AIM 1: How would you render this sentence from the storage performance text in Spanish: "For the storage system designer, media overhead is the simplest to address - add more or faster media."
AIM 2: Can you carry the piece on enterprise storage bottlenecks forward from its final sentence?

PROVIDED TEXT:
--------

In a typical enterprise storage system the bottleneck to performance is in media bandwidth or computational overhead

Implementing high performance in enterprise storage is a constant battle to find and eliminate the next system bottleneck. Normally this alternates between limits of the underlying media and the computational overhead of metadata management, but choosing the wrong approach to deduplication can introduce a third performance challenge that can be impossible to overcome. Storage that implements a multi-pass approach to data optimization, such as staged or post-process deduplication, becomes inherently at a disadvantage for both computational and media overhead.

Common Performance Bottlenecks
In a typical enterprise storage system the bottleneck to performance is in one of two places: media bandwidth or computational overhead.

For the storage system designer, media overhead is the simplest to address - add more or faster media. In a hard disk-based storage system, this means adding faster drives, more drives, and larger drive sets. In a flash storage system bandwidth is increased by using SLC flash, adding more independent modules, allocating more over-provisioned space, and improving the flash translation layer.

--------

SOURCE MATERIAL:
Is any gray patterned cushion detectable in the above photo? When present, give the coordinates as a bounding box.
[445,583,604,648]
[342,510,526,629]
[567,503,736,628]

--------

FINAL ANSWER 1: Para el diseñador de sistemas de almacenamiento, la sobrecarga de los medios es la más sencilla de resolver: añadir más medios o medios más rápidos.

FINAL ANSWER 2:
Reducing computational overhead is a greater challenge. Once you have enough media bandwidth the problem becomes shuffling data to and from the storage initiators. Identifying the bottlenecks to performance here can be devilishly complex, as the designer must be concerned about matters such as system memory bandwidth, number of data copies and, especially in today's multi-core world, synchronization between multiple requests. There's no silver bullet here, so the only solution is having a very talented team of software engineers designing and optimizing the storage platform.

Adding deduplication introduces complexity directly into this most challenging area for performance improvement. Any deduplication implementation must interact directly with the storage metadata that is so critical to performance, since I/O requests are being redirected or eliminated based on the system's knowledge of duplicate data. Unless the deduplication technology has been designed and implemented in an inline, multi-core scalable, and low memory overhead way, system architects often try to separate deduplication into a separate layer and a second pass through the data. This is a mistake that harms storage performance in a way that cannot be repaired.

The Impossible Challenge of Multi-Pass Deduplication
This second pass through the data commonly occurs in two possible places: on the final storage media or when transferring data from a staging area to the final storage media.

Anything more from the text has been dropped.